## BEGIN
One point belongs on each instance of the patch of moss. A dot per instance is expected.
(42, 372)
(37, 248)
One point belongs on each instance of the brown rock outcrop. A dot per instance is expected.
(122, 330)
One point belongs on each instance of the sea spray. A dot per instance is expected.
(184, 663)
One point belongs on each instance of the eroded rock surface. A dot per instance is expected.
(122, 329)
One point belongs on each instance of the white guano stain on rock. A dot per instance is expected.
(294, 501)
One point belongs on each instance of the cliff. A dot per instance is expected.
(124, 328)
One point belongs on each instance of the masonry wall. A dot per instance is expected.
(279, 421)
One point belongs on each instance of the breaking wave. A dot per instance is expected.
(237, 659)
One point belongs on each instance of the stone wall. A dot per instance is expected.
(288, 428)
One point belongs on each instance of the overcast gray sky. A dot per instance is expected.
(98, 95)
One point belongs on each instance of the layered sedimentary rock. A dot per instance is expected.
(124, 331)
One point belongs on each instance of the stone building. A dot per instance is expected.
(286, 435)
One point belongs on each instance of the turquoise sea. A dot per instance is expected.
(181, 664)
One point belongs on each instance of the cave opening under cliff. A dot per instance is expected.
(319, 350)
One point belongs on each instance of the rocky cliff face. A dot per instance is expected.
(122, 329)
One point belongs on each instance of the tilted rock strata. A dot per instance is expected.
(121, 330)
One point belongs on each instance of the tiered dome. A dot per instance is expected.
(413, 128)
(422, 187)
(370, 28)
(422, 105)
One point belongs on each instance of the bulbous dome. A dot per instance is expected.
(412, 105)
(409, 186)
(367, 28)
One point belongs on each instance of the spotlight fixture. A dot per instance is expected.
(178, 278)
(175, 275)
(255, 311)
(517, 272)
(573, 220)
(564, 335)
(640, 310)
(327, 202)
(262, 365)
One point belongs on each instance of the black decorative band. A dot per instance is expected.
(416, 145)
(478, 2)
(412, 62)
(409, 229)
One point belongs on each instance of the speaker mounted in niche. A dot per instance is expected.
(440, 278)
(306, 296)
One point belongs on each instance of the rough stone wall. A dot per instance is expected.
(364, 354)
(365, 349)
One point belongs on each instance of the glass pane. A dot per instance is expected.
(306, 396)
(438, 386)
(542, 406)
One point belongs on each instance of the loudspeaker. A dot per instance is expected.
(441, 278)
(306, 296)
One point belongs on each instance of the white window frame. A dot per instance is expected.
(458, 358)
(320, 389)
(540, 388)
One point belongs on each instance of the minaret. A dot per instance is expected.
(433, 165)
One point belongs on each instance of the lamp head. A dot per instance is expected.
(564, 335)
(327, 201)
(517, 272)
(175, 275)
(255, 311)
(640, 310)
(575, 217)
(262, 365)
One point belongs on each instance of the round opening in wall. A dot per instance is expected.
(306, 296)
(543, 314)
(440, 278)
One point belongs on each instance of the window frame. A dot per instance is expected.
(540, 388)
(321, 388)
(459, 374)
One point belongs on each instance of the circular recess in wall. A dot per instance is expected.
## END
* _EXERCISE INSTRUCTIONS_: Restate the records, all of them, precisely as written.

* _RESULT OF THE TASK_:
One point belongs on each instance of the patch of moss. A dot per instance is expected.
(42, 372)
(37, 248)
One point belongs on each instance of the brown rock outcrop. A dot per instance is expected.
(122, 330)
One point belongs on each instance of the sea spray. A dot per instance is expected.
(184, 663)
One point belongs on each instance of the eroded rock surface. A dot per instance is expected.
(122, 329)
One point belongs on each instance of the white guano stain on rock. A dot per instance is expected.
(294, 501)
One point belongs on each instance of the cliff. A dot per instance is expected.
(124, 328)
One point belongs on each instance of the masonry wall. A dot per instance is expected.
(279, 421)
One point belongs on each instance of the breaking wave. A dot per instance is expected.
(237, 659)
One point belongs on each instance of the stone wall. A dot per instance is expected.
(288, 428)
One point belongs on each instance of the overcast gray sky. A dot per instance is expected.
(98, 95)
One point belongs on each instance of the layered sedimentary rock. A dot per instance is expected.
(124, 331)
One point belongs on each instance of the stone building. A dot per instance is expected.
(286, 435)
One point belongs on each instance of the turquoise sea. A dot per instance is expected.
(181, 664)
One point belongs on each instance of the cave opening under cliff. A dot per instance is expected.
(319, 350)
One point belongs on each instance of the rocky cliff face. A dot per instance is expected.
(122, 329)
One point belongs on each instance of the tilted rock strata. A dot per instance is expected.
(121, 330)
One point belongs on each instance of the tiered dome. A dot per instance is expected.
(413, 128)
(422, 187)
(370, 28)
(422, 105)
One point belongs on each instance of the bulbous dome. A dot per instance is expected.
(412, 105)
(409, 186)
(367, 28)
One point belongs on each instance of the spotlight fixture. A dot per instance is expected.
(178, 278)
(175, 275)
(255, 311)
(517, 272)
(573, 220)
(564, 335)
(640, 310)
(327, 202)
(262, 365)
One point belongs on each instance of the black decorative band. A dot per instance is expected.
(416, 145)
(478, 2)
(412, 62)
(409, 229)
One point belongs on each instance of the speaker mounted in niche. A dot per instance is expected.
(440, 278)
(306, 296)
One point belongs on each instance of the rough stone wall. A dot per instance is expected.
(364, 354)
(365, 349)
One point belongs on each instance of the glass pane. A dot per instance is expected.
(306, 396)
(438, 386)
(542, 406)
One point belongs on each instance of the loudspeaker. A dot per instance is expected.
(441, 278)
(306, 296)
One point belongs on each instance of the white window frame. A dot per instance is expected.
(458, 358)
(320, 389)
(540, 388)
One point belongs on each instance of the minaret. A dot per instance is expected.
(433, 165)
One point belongs on each instance of the lamp head. A dot per instance is expected.
(564, 335)
(327, 201)
(517, 272)
(175, 275)
(255, 311)
(640, 310)
(575, 217)
(262, 365)
One point belongs on each instance of the round opening in wall. A dot per instance is expected.
(306, 296)
(543, 314)
(440, 278)
One point belongs on each instance of the window frame. A dot per instance is expected.
(540, 388)
(321, 388)
(459, 374)
One point belongs on each instance of the circular recess in wall. A dot per instance is expected.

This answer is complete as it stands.